Exercise text START
Fig. 4: A potential clinical workflow with deployment of deep learning-based clinical support system for glaucoma detection with OCT images in primary, secondary and tertiary settings.
figure 4

Subjects undergo SD-OCT scanning first to screen for glaucoma, and the images will be the input of the AI system. The technicians will then make referral suggestions based on the output (i.e., refer to ophthalmologists due to “Yes GON”, or observation only due to “No GON”).

Fig. 5: Examples of heatmap generated by class activation map (CAM) for glaucomatous optic neuropathy (GON) detection generated with a previously published DL algorithm [53].
figure 5

a The cross-sectional view of original OCT optic disc scans, b the en face view of original OCT optic disc scans, and c the corresponding en face fundus image. The feature maps, i.e., the intermediate outputs of the network layers, before the global average pooling layer as well as the parameters of the fully connected layer were taken to obtain the heatmap. The sum of the feature maps weighted by the parameters were taken to generate the CAM. For this particular deep learning model, the red-orange-coloured regions (i.e., retinal nerve fibre layer and neuroretinal rim) have the most discriminative power to differentiate GON.

Conclusion

The application of DL on OCT for glaucoma assessment has been shown to be efficient, accurate, and promising. Further research is crucial in tackling some existing challenges, such as annotation standardization (i.e., setting a standard for ground truth labelling among different studies), development of DL-powered IT infrastructure for real-world implementation, prospective evaluation in unseen datasets for further evaluation of generalizability, cost-effectiveness analysis after integration of DL, and the AI “black box” explanation problem, before further applying DL on OCT for glaucoma assessment such as computer-aided diagnosis, screening, and triage in different settings.

Literature search

We searched databases of PubMed, Medline, Web of Science, Google Scholar, and Scopus for studies published in English up to 31st May 2020, using these keywords: “glaucoma”, “glaucomatous optic neuropathy”, “optical coherence tomography”, “artificial intelligence”, “machine learning”, “deep learning”, “deep neural network”, and “convolutional neural network”. The reference lists from the selected articles were checked to obtain additional relevant articles not included in the databases.
Exercise text END
Recorded information START
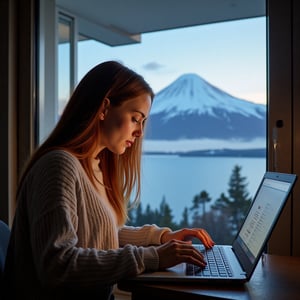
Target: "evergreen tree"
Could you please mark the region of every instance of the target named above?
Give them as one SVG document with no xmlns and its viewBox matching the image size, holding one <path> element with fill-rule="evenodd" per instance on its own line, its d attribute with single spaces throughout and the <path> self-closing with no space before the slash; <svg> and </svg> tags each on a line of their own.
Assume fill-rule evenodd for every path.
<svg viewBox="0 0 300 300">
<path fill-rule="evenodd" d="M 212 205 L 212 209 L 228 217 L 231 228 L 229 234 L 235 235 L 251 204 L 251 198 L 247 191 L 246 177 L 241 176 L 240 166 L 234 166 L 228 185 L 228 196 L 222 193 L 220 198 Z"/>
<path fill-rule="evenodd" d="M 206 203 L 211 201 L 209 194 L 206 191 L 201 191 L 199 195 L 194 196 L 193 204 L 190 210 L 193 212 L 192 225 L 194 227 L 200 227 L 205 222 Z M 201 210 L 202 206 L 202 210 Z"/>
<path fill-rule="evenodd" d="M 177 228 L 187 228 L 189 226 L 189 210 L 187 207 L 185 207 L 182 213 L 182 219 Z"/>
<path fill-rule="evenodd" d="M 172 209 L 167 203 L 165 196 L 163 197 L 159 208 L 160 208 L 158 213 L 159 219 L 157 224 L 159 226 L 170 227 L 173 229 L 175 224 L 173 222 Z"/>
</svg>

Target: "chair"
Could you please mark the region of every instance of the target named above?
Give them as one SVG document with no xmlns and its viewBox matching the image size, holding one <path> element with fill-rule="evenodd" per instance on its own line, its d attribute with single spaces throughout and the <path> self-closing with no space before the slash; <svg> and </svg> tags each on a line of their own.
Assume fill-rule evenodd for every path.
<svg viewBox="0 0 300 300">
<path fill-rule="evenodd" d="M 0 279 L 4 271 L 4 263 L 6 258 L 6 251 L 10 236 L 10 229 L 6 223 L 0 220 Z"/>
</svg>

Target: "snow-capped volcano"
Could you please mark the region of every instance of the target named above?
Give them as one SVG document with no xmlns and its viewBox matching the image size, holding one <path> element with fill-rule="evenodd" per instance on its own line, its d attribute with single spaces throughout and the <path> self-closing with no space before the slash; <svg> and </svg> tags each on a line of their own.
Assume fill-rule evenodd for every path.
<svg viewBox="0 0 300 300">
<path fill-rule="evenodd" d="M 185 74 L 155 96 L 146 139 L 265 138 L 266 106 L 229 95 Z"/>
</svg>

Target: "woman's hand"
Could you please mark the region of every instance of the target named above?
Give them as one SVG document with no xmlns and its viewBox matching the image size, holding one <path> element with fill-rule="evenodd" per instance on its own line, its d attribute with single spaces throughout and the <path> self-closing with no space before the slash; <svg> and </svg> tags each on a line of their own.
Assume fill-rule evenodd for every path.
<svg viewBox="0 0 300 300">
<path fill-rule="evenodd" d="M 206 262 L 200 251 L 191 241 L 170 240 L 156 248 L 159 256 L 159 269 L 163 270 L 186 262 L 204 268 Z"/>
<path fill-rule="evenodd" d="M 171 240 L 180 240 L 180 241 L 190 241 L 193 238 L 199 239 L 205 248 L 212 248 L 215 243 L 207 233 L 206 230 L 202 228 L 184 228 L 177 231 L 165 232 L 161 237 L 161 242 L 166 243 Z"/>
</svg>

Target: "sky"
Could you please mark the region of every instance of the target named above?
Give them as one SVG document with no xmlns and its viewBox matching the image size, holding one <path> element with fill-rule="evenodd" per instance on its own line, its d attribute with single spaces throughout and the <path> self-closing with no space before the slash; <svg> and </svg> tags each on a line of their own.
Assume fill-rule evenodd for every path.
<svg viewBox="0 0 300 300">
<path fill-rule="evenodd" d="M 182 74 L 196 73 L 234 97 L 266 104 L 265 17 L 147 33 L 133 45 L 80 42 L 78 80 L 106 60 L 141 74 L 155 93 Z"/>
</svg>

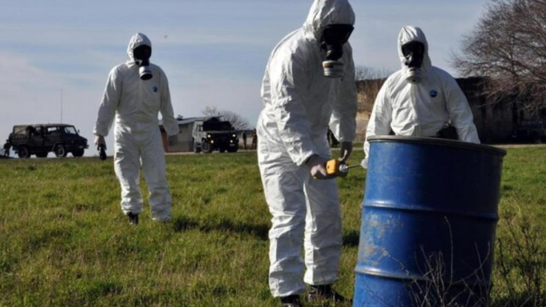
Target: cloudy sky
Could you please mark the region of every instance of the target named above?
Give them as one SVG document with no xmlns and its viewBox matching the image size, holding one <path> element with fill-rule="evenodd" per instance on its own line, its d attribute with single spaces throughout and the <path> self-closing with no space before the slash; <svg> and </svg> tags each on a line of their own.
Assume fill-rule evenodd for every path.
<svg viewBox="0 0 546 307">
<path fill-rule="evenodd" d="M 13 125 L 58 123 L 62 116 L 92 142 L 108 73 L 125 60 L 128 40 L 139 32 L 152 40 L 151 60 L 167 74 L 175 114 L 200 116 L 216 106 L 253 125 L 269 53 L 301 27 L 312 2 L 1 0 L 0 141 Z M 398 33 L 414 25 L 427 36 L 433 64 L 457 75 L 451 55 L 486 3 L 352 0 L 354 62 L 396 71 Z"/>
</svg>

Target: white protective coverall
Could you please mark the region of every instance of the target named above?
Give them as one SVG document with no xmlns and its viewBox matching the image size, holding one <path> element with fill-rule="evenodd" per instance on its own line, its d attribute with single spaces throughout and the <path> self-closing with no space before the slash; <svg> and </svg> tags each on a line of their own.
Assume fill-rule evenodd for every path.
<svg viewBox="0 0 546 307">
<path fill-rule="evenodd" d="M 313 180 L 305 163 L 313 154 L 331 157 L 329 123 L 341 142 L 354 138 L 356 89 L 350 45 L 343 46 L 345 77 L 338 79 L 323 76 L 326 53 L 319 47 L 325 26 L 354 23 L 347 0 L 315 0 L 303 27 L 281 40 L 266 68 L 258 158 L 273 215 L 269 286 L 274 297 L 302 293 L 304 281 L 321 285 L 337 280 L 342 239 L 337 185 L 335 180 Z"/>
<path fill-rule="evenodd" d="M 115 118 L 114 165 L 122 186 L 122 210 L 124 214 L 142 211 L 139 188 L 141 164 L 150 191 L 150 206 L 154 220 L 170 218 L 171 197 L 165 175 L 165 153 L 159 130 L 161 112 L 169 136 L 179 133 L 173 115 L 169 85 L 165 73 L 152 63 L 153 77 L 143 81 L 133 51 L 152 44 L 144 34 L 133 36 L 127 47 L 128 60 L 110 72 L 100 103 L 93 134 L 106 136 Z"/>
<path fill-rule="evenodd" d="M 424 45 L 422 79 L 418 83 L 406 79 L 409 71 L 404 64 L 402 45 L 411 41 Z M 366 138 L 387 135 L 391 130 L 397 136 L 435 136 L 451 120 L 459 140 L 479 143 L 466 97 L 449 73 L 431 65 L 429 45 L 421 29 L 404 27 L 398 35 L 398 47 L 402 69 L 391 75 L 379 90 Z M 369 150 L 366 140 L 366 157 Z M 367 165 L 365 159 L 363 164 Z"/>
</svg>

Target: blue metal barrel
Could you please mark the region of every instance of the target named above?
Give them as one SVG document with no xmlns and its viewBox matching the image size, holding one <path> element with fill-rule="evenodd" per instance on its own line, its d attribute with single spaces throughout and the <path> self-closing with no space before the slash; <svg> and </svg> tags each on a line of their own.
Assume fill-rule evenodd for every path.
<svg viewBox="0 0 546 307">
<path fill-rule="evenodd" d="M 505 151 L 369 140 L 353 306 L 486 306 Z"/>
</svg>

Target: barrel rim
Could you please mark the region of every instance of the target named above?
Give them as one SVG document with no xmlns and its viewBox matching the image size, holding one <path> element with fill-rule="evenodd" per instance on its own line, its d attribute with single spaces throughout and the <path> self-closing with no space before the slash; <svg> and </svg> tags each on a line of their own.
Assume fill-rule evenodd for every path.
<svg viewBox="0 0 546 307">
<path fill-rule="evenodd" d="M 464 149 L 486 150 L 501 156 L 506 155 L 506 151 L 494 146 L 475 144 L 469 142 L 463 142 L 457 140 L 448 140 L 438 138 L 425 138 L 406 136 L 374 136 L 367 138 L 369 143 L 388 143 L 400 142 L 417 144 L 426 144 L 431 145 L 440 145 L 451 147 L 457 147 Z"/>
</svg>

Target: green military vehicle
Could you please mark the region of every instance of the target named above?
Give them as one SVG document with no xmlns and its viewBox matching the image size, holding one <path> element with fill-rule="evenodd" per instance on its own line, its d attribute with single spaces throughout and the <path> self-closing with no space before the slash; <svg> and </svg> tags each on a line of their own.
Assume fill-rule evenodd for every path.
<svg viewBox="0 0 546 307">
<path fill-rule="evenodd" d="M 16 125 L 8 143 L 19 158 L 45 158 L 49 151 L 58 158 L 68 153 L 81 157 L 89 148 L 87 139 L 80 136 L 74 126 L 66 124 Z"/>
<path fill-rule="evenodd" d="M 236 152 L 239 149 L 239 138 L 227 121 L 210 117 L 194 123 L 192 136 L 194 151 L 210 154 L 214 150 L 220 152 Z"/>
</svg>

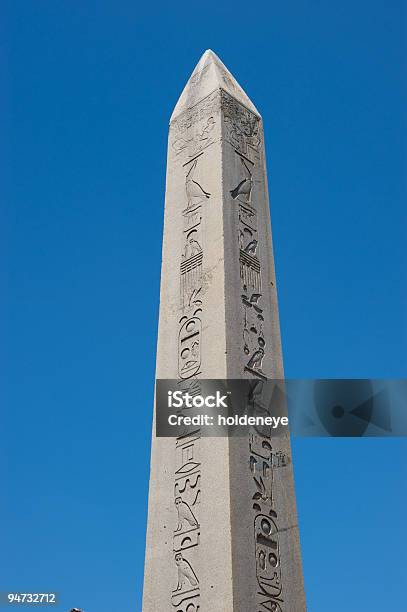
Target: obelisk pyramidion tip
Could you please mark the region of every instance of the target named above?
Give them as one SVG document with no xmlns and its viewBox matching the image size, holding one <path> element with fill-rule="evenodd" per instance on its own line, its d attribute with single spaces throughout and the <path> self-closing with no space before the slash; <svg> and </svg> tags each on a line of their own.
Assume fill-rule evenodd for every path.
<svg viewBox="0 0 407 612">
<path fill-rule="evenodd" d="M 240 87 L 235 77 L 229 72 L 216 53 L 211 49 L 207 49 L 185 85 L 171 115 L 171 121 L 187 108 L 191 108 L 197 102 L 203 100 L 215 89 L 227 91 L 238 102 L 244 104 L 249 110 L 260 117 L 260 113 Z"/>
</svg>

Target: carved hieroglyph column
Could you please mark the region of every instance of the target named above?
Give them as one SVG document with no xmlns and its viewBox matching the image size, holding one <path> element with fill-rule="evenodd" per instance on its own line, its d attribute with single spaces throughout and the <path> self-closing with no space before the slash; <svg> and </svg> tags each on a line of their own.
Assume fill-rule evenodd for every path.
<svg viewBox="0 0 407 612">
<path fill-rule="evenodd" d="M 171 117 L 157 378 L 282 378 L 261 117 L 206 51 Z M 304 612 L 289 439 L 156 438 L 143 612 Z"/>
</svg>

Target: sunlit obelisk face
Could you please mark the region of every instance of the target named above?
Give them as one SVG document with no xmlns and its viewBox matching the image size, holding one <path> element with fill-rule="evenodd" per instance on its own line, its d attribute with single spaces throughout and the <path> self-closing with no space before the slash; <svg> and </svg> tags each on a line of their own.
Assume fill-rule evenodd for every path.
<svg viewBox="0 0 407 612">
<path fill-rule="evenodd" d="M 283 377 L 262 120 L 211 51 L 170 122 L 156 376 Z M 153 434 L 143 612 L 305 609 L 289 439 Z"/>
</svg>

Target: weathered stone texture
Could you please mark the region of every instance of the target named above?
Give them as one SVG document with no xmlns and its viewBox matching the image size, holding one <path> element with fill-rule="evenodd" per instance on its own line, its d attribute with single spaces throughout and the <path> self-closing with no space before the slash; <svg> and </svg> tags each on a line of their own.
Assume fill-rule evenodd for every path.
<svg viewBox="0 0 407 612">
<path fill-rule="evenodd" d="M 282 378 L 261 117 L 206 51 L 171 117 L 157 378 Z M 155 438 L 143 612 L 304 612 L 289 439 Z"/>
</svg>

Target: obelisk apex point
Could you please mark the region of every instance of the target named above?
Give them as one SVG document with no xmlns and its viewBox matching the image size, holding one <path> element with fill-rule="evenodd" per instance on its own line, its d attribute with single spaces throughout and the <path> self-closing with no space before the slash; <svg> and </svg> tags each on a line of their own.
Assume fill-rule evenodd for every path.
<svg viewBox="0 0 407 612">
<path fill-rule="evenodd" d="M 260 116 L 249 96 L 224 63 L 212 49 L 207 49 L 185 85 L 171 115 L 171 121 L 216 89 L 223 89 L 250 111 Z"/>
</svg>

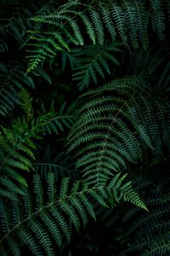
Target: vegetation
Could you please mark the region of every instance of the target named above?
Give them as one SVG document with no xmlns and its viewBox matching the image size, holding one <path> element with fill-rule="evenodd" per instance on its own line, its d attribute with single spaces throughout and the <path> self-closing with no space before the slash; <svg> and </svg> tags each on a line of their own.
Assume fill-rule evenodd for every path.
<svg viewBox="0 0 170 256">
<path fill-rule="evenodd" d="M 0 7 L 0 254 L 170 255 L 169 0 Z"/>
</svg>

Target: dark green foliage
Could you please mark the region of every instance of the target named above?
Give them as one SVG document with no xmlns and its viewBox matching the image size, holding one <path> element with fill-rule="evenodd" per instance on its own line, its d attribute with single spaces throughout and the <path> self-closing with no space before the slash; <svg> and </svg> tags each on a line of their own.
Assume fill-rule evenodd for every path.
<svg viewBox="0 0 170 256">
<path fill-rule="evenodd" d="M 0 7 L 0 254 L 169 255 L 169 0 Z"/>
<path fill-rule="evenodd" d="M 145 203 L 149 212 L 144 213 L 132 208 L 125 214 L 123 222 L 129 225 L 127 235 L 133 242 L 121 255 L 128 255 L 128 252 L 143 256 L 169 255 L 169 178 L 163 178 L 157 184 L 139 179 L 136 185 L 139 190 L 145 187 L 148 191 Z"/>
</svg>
Recorded information END
From the text on deep learning with OCT for glaucoma, return the part that opens with the words containing "Fig. 4: A potential" and closes with "DL algorithm [53].", copied character for character.

Fig. 4: A potential clinical workflow with deployment of deep learning-based clinical support system for glaucoma detection with OCT images in primary, secondary and tertiary settings.
figure 4

Subjects undergo SD-OCT scanning first to screen for glaucoma, and the images will be the input of the AI system. The technicians will then make referral suggestions based on the output (i.e., refer to ophthalmologists due to “Yes GON”, or observation only due to “No GON”).

Fig. 5: Examples of heatmap generated by class activation map (CAM) for glaucomatous optic neuropathy (GON) detection generated with a previously published DL algorithm [53].